DIRECTION: Write out every entry below word for word, keeping each line in its original order and form.

RECORDS SHOWN:
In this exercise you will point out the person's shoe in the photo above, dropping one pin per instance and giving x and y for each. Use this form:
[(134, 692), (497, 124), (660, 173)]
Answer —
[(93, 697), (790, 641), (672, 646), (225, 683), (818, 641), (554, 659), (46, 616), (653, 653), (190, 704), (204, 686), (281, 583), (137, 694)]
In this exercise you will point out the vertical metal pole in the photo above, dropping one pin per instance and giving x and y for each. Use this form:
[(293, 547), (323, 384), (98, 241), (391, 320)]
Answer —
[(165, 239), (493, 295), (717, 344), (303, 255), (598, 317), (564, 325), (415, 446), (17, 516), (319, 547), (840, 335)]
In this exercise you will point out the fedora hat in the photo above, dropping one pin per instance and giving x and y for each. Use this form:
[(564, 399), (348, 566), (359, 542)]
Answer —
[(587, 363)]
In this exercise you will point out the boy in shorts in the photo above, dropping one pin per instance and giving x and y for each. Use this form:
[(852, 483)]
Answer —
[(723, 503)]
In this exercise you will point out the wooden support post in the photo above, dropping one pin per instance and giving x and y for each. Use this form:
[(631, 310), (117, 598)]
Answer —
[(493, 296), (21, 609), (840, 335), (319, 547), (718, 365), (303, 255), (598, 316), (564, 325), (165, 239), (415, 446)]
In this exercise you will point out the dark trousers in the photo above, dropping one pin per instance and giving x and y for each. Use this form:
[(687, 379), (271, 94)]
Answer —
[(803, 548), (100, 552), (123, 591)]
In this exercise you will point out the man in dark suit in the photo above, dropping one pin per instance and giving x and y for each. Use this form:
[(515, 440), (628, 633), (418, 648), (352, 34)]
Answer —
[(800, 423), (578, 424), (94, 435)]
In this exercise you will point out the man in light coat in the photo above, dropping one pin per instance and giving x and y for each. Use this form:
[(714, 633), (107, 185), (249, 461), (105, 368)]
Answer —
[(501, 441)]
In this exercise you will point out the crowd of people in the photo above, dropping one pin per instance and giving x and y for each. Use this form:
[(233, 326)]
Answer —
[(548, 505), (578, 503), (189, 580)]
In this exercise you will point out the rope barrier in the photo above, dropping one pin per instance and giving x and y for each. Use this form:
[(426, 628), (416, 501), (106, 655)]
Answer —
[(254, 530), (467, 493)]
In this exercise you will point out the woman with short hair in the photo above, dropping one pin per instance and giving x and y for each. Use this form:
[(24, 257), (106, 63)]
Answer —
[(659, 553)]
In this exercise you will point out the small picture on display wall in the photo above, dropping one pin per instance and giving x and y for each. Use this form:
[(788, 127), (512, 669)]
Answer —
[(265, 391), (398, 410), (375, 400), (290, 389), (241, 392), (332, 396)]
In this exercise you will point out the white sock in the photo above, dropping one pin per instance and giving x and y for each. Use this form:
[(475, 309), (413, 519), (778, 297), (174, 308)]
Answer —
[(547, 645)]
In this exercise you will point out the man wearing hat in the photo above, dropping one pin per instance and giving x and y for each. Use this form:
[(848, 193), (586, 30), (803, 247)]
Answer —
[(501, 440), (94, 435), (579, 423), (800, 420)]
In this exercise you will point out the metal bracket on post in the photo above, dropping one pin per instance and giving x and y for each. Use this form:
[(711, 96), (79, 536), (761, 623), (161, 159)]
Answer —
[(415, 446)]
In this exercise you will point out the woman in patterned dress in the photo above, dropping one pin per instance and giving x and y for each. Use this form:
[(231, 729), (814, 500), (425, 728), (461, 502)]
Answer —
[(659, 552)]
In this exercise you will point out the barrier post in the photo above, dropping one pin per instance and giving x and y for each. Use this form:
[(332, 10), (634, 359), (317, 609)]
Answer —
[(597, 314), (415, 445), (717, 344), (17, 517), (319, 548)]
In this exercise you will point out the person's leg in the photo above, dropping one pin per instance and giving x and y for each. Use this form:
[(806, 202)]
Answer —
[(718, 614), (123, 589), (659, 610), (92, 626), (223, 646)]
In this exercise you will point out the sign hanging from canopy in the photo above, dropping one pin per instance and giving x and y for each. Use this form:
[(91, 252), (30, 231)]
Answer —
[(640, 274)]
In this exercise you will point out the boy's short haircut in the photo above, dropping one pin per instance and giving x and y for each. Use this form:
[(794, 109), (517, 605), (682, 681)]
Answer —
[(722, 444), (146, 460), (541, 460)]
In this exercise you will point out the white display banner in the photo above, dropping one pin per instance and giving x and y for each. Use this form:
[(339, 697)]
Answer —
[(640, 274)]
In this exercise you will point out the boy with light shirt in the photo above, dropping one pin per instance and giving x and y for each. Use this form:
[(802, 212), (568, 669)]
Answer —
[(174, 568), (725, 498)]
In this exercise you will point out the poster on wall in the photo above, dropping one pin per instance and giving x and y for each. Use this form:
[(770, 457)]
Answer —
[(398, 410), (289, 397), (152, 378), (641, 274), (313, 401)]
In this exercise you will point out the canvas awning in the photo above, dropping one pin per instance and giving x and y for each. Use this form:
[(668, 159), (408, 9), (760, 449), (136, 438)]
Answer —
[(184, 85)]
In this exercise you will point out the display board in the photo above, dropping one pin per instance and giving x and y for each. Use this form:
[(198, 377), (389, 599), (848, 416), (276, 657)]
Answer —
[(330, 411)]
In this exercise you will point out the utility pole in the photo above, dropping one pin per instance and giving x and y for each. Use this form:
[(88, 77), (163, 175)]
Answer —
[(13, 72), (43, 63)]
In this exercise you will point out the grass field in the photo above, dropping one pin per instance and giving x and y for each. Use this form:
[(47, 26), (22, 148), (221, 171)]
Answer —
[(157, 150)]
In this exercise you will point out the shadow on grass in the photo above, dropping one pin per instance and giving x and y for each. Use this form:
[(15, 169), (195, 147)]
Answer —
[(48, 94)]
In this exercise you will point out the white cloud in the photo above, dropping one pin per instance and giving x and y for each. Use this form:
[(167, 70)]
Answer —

RESPONSE TO THIS EXERCISE:
In this exercise you will point out the person's shoe in the photo above, dropping one pin per instance and giving x and y for each. Use this form:
[(134, 692), (497, 124), (660, 173)]
Answer —
[(93, 697), (790, 641), (672, 646), (225, 683), (818, 641), (554, 659), (46, 616), (653, 653), (190, 704), (204, 686), (281, 583), (137, 694)]
In this exercise you will point out the vertical metal pole in the photo above, dropping one pin per instance and giving x and y for each. Use this form:
[(293, 547), (323, 384), (98, 241), (391, 320)]
Answer —
[(165, 239), (493, 295), (717, 344), (303, 255), (598, 317), (564, 325), (415, 446), (17, 516), (319, 547), (840, 335)]
In this exercise you will point out the fedora hat in the photo above, dropping one pin per instance and giving x and y for each. Use this form:
[(564, 399), (348, 566), (359, 542)]
Answer —
[(587, 363)]
In this exercise you will point out the boy in shorts in the photo above, dropping one pin per instance and giving x and y for each. Use this form:
[(852, 483)]
Answer —
[(723, 503)]
In this exercise you will point out the wooden support post in the photo above, dropping one pin per instance and giving x and y for each. Use this form:
[(631, 310), (117, 598)]
Answer —
[(493, 296), (21, 609), (840, 335), (319, 547), (718, 365), (303, 255), (598, 316), (564, 325), (165, 239), (415, 446)]
In this exercise you will point out the dark trousers in the photo above, dropping one pin per instance and giving x and y for each. Use this form:
[(687, 379), (271, 94)]
Answer —
[(803, 548), (100, 552), (123, 591)]
In this exercise you will point out the man in dark suit in the photo above, dropping one pin per instance and giving x and y for each. Use this form:
[(515, 440), (628, 633), (418, 648), (352, 34)]
Answer —
[(800, 423), (578, 424), (94, 435)]
In this exercise you will point out the man in light coat in the photo above, dropping one pin per instance and giving x and y for each. Use this form:
[(714, 633), (107, 185), (249, 461), (105, 368)]
Answer —
[(501, 441)]
In this exercise you will point out the crowd of people in the photo above, dropping one pin per instance and giving x and y for each. Use this form:
[(233, 326)]
Answer —
[(548, 505), (578, 503), (189, 580)]
In this exercise you will point out the rope barrier in the photo above, dropping one pin per instance and giving x and y for each. Use this form:
[(426, 628), (416, 501), (106, 655)]
Answer —
[(254, 530), (467, 493)]
In this exercise you will point out the woman with short hair in the photo above, dropping one pin per instance and giving x and y for each. Use this form:
[(24, 257), (106, 63)]
Answer —
[(659, 553)]
In this exercise you will point out the small picture on display wall in the photo above, dropping one pin per instance and giving x and y for each. Use this form:
[(788, 127), (512, 669)]
Answer —
[(265, 391), (398, 410), (375, 400), (290, 389), (241, 392), (332, 396)]
In this exercise you will point out the white sock in the photo above, dropping one pin per instance and giving x and y for each. Use this form:
[(475, 309), (413, 519), (778, 297), (174, 308)]
Answer —
[(547, 645)]
In this exercise you will point out the man wearing hat in the photo above, dropping one pin per instance and giving x and y for each. Use this form:
[(848, 193), (586, 30), (803, 247)]
Answer —
[(501, 440), (94, 435), (579, 423), (800, 420)]
In this exercise you will point out the metal bracket on post in the photo above, dropping one pin per instance and giving x and y for each. Use this form:
[(711, 96), (79, 536), (761, 623), (161, 159)]
Answer —
[(415, 446)]
In this exercise you will point out the woman in patterned dress in the photo above, dropping one pin per instance and giving x and y for each. Use this form:
[(231, 729), (814, 500), (425, 728), (461, 502)]
Answer —
[(659, 552)]
In this exercise you will point out the barrier post in the photo above, dropping one pin per instance and giving x and y for each. Use this form:
[(332, 10), (634, 359), (317, 609)]
Answer —
[(597, 314), (415, 445), (717, 344), (17, 517), (319, 548)]
In this exercise you will point out the person's leg in the photo above, dropping one pin per instance and giving x and y for each. Use this form:
[(806, 202)]
Answer —
[(718, 614), (123, 589), (659, 610), (92, 626), (223, 646)]
In this exercise you will point out the sign hanging from canopy in the photo above, dropping one pin per instance and giving x and y for each. Use this form:
[(91, 252), (30, 231)]
Answer —
[(640, 274)]
In this exercise you will point out the boy's short haircut in the photo above, dropping one pin per instance and giving x and y for each. Use this form:
[(794, 109), (517, 605), (682, 681)]
Answer —
[(722, 444), (146, 460), (541, 460)]
In this exercise you will point out the white display banner in the photo above, dropping one pin per instance and giving x and y for each. Use this form:
[(339, 697)]
Answer —
[(640, 274)]
In this exercise you will point out the boy with light shirt in the photo above, dropping one pin per instance and giving x and y for each. Use this form:
[(802, 212), (568, 669)]
Answer —
[(174, 568), (725, 498)]
In this exercise you will point out the poster on wall in the photo above, dropping one pin per instance and giving x and y for each. Use this form:
[(770, 457)]
Answer —
[(398, 410), (289, 397), (152, 378), (641, 274), (313, 401)]
In this exercise you will point out the canvas awning in the photo above, dropping one pin per instance and giving x and y for each. Use this form:
[(668, 159), (408, 9), (760, 449), (136, 438)]
Answer —
[(184, 85)]
In this exercise you will point out the display board in the photo above, dropping one pin per instance and giving x and y for each. Use this form:
[(198, 377), (389, 599), (848, 416), (276, 657)]
Answer —
[(330, 411)]
In this exercise you will point out the utility pole in the photo above, dropping one pin per instance and giving x and y for each. Use this form:
[(88, 77), (163, 175)]
Answer —
[(13, 72), (43, 63)]
In this exercise you will point out the grass field in the photo above, dropping one pin per instance and giving x and y for each. Use this form:
[(47, 26), (22, 148), (221, 171)]
Answer —
[(157, 150)]
In this exercise you will point out the shadow on grass in the photo above, dropping one pin per instance and giving x and y for each. Use this form:
[(15, 169), (195, 147)]
Answer —
[(48, 94)]
In this exercise you will point out the white cloud in the photo above, dropping one pin per instance and giving x and y for each. Use this form:
[(167, 70)]
Answer —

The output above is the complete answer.